§ **Work instructions**: Set down the full release notes below, word for word.

§ **Quoted passage**:
  • Notice: The gocdk_enabled attribute has been removed from the Helm Chart Values as it is now the default object storage driver.

2.12.2

January 1, 0001

  • Feature: Users can now snapshot and restore pachyderm. There is a new Snapshot API, which allows you to Create, List, Delete and Inspect Snapshots.
  • Feature: Users can now specify that changes to the files in a particular input should not result with datum reprocessing using Reference Inputs.
  • Feature: Users can now implement deferred processing with a mechanism called Conditional Propagation. This mechanism is intended to become more robust over time and ultimately replace branch triggers.

2.6.0

January 1, 0001

  • Feature: Datum Batching is now available. Datum Batching is a performance optimization process that enables processing multiple datums sequentially.
  • Feature: The JupyterLab Pipeline Extension (PPS Extension) is now available, allowing users to push notebook code directly into a pipeline to create and run it. This feature is in Alpha, so we encourage you to share your feedback with us as you use it.
  • Enhancement: New RBAC roles have been added to Projects: ProjectViewerRole, ProjectWriterRole, ProjectOwnerRole, and ProjectCreatorRole. You can read about the roles here.
  • Enhancement: The Console UI has undergone some substantial improvements, including a revamped file browser and more detailed information about pipeline and job performance.

Items listed in a dataset:
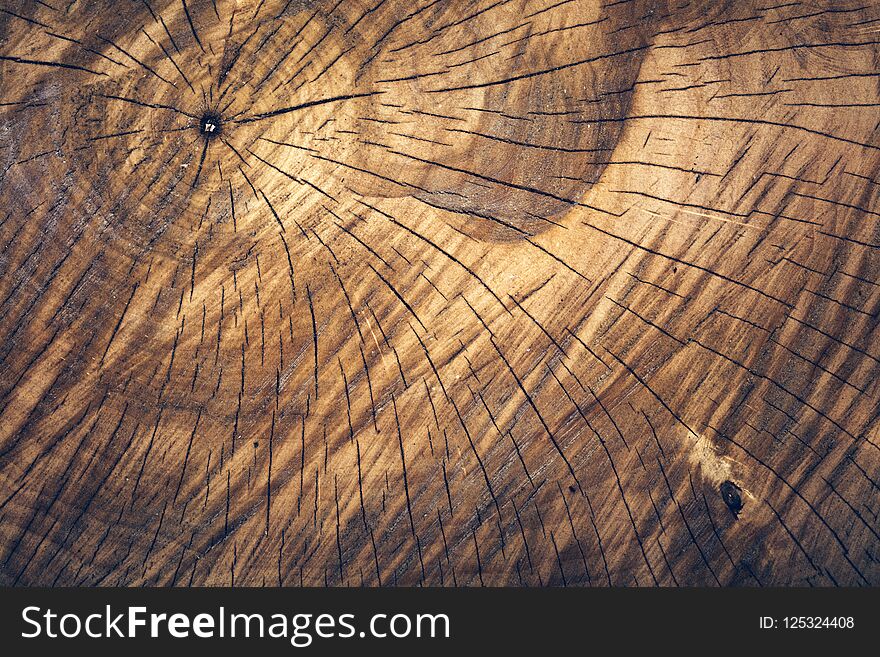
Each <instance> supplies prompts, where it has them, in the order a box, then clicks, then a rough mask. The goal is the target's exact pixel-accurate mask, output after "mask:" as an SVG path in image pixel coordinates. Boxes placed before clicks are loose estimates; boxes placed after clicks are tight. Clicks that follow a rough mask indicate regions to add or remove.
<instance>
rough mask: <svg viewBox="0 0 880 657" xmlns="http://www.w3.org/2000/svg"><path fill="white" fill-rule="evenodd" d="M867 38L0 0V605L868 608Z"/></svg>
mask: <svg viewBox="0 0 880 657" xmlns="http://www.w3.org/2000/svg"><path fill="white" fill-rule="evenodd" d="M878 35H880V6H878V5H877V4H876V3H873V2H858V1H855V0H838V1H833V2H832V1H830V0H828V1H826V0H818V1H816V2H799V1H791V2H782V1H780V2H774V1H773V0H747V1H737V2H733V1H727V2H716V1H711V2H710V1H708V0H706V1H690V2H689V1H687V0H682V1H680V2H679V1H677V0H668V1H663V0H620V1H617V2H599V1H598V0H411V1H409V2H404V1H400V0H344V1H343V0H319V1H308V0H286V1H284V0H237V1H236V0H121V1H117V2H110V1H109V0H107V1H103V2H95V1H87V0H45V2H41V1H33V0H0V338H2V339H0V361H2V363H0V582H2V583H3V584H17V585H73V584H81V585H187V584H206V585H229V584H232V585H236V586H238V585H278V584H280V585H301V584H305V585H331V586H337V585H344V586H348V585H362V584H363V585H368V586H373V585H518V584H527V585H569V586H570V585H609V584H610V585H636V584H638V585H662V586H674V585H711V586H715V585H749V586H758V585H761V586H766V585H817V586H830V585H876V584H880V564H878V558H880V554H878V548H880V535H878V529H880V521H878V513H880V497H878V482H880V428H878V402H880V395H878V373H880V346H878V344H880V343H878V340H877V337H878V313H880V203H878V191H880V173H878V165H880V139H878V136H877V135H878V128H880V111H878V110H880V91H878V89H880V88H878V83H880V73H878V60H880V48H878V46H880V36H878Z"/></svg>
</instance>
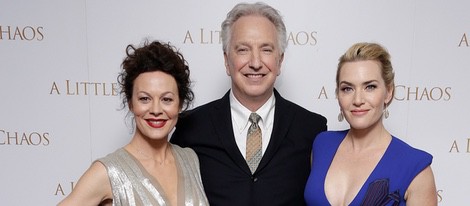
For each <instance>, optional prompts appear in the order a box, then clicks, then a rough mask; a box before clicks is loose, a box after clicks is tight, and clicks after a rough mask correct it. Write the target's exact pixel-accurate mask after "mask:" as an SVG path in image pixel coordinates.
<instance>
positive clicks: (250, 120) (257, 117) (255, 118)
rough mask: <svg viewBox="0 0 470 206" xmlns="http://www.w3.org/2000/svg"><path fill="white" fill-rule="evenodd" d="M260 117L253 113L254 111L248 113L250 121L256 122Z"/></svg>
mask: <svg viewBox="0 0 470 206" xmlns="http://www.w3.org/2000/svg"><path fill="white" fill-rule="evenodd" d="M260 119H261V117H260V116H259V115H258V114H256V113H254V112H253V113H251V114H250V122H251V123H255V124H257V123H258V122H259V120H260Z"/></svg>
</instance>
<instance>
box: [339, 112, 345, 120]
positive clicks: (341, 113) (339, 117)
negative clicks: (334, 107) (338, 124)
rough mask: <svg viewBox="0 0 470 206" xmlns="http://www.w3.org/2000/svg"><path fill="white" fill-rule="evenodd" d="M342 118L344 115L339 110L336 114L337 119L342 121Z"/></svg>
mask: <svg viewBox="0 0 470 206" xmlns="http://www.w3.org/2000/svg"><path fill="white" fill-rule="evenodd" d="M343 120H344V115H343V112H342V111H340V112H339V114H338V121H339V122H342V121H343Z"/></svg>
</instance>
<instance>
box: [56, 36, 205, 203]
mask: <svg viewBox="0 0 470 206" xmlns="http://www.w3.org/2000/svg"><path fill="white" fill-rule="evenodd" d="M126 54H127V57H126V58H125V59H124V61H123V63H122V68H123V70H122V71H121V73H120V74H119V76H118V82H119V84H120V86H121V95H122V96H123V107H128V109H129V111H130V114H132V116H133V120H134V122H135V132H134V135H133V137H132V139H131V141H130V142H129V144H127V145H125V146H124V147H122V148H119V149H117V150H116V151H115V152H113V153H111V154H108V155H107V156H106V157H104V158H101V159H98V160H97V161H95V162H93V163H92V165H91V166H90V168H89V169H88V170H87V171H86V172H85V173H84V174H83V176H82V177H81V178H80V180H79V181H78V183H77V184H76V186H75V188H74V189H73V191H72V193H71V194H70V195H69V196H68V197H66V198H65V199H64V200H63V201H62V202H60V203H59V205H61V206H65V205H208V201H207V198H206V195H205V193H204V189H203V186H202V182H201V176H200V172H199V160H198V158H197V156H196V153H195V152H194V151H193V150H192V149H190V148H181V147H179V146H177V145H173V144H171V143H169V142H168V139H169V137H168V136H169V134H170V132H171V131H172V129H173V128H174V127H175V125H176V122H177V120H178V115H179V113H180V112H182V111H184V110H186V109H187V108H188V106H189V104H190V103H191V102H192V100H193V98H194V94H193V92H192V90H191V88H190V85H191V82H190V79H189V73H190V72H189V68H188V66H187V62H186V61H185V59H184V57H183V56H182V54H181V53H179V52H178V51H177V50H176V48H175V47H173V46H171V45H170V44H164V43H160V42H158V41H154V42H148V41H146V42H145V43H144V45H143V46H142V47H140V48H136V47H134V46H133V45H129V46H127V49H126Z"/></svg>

§ **Exercise result**:
  • Notice: The gocdk_enabled attribute has been removed from the Helm Chart Values as it is now the default object storage driver.

2.12.2

January 1, 0001

  • Feature: Users can now snapshot and restore pachyderm. There is a new Snapshot API, which allows you to Create, List, Delete and Inspect Snapshots.
  • Feature: Users can now specify that changes to the files in a particular input should not result with datum reprocessing using Reference Inputs.
  • Feature: Users can now implement deferred processing with a mechanism called Conditional Propagation. This mechanism is intended to become more robust over time and ultimately replace branch triggers.

2.6.0

January 1, 0001

  • Feature: Datum Batching is now available. Datum Batching is a performance optimization process that enables processing multiple datums sequentially.
  • Feature: The JupyterLab Pipeline Extension (PPS Extension) is now available, allowing users to push notebook code directly into a pipeline to create and run it. This feature is in Alpha, so we encourage you to share your feedback with us as you use it.
  • Enhancement: New RBAC roles have been added to Projects: ProjectViewerRole, ProjectWriterRole, ProjectOwnerRole, and ProjectCreatorRole. You can read about the roles here.
  • Enhancement: The Console UI has undergone some substantial improvements, including a revamped file browser and more detailed information about pipeline and job performance.